--- START The records ---
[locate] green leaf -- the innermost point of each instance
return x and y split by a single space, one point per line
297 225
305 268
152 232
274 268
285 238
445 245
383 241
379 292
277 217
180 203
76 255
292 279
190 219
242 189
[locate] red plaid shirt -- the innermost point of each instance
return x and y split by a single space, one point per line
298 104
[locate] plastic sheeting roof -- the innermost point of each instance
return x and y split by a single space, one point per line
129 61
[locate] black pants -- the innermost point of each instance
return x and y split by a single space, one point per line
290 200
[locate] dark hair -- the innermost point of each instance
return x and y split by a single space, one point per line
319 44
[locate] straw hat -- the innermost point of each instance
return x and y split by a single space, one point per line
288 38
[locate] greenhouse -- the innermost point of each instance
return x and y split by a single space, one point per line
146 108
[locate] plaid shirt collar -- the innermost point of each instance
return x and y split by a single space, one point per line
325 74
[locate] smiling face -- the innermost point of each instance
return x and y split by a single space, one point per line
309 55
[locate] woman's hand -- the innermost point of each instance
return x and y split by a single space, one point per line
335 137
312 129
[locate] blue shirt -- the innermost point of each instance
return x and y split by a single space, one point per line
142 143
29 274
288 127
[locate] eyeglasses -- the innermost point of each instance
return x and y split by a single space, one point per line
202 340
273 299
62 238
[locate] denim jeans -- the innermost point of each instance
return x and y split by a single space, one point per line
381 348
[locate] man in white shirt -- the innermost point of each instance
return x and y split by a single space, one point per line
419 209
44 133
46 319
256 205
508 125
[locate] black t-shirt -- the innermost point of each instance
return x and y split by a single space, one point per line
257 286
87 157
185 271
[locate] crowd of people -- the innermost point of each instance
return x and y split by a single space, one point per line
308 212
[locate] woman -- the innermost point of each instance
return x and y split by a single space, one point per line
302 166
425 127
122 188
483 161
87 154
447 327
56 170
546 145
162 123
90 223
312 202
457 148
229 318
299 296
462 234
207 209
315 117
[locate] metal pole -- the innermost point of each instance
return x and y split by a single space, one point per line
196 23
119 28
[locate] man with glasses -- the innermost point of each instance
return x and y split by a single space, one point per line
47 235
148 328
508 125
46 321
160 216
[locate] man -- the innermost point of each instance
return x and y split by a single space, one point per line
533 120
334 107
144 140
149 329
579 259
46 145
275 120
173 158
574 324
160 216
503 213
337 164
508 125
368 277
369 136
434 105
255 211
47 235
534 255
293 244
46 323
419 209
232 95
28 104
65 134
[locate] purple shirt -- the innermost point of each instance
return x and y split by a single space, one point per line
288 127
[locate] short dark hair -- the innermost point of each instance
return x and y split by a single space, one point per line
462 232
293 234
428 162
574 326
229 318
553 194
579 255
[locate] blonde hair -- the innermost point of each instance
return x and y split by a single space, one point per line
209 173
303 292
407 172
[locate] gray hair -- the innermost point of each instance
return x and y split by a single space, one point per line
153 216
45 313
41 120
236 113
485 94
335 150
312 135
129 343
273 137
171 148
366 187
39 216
--- END The records ---
What the task requires :: Retype all of the entries above, changing nothing.

The completed task ::
[locate] green leaf -- the innermost point of each instance
return x and y split by a single space, one point per line
297 225
305 268
152 232
274 268
285 238
445 245
383 241
379 292
277 217
180 203
76 255
292 279
190 219
242 189
[locate] red plaid shirt -- the innermost point of each instance
return x and y split by a single space, one point per line
298 104
[locate] plastic sheeting roof -- the innermost point of each instance
return x and y split by a single space, one point per line
129 61
[locate] black pants -- the innermost point of each instance
return x and y split by a single space, one point per line
290 200
[locate] dark hair -- the innermost point of each instance
return x and y split by a single space, one point per line
319 44
[locate] straw hat -- the innermost point of each instance
return x and y split by a single space, one point per line
288 38
[locate] greenhouse -- the innermost point of each instance
return x and y split by a single space, one point per line
146 108
[locate] plaid shirt collar -- the innermost point of each instance
return x and y split by a single space, one point per line
325 74
[locate] smiling face -- the innermost point of each instance
return x and y split by a single space, one point per line
309 55
[locate] woman's hand -- the innermost point of each instance
return x and y split by a single space, one point per line
335 137
312 129
[locate] blue shirt -- the innermost point of each instance
return x and y split by a single space, one point per line
142 143
29 274
288 127
[locate] eyeglasses -- the innermost point of each instance
return x and y split by a single space, one point per line
202 340
273 299
62 238
[locate] denim jeans -- the innermost point of each instance
return x and y split by a single space, one point per line
381 348
[locate] man in white shirt -- the innermost point of each instance
return x and y split by a single space, one point per line
419 209
44 133
46 319
256 205
508 125
[locate] black t-shirt -- the innermost point of each instance
return x and y split by a single space, one point per line
257 286
87 157
185 271
[locate] crowd of people -- the innermost point of each instance
return x and y split by a single space, one point per line
308 212
[locate] woman -- the innermost point of each instance
return x and y split by a single space, one point per line
302 166
425 127
122 188
483 161
87 154
447 327
56 170
546 145
162 123
90 223
312 202
457 148
229 318
299 296
462 234
207 209
315 117
[locate] metal pole -- the innermost point of each instance
return x and y split by a single space, one point per line
196 23
119 28
[locate] man with glasses -- the innermost point of each instance
return x and y split by a single space, one point per line
47 235
148 328
508 125
46 321
160 216
[locate] man -- the innermost point of each instance
return x and y split by a single space, one point per line
533 120
334 107
144 140
149 329
579 259
46 145
275 120
173 158
574 324
160 216
503 213
337 164
508 125
368 277
369 136
434 105
255 211
47 235
534 255
293 244
46 323
419 209
232 95
28 104
65 134
[locate] purple shirt -- the innermost point of each instance
return x and y split by a single space, one point per line
288 127
[locate] short dark hair -- the innermost point of each instance
return x and y split by a single space, one point per line
462 232
293 234
428 162
574 326
229 318
553 194
579 255
[locate] blonde hair -- the innermost point of each instance
return x and y split by a single space, one point per line
209 173
303 292
407 172
[locate] gray hair -- the innermost point of each instance
return x and y split by a single space, one point per line
153 216
45 313
41 120
236 113
485 94
335 150
312 135
129 343
273 137
171 148
366 187
39 216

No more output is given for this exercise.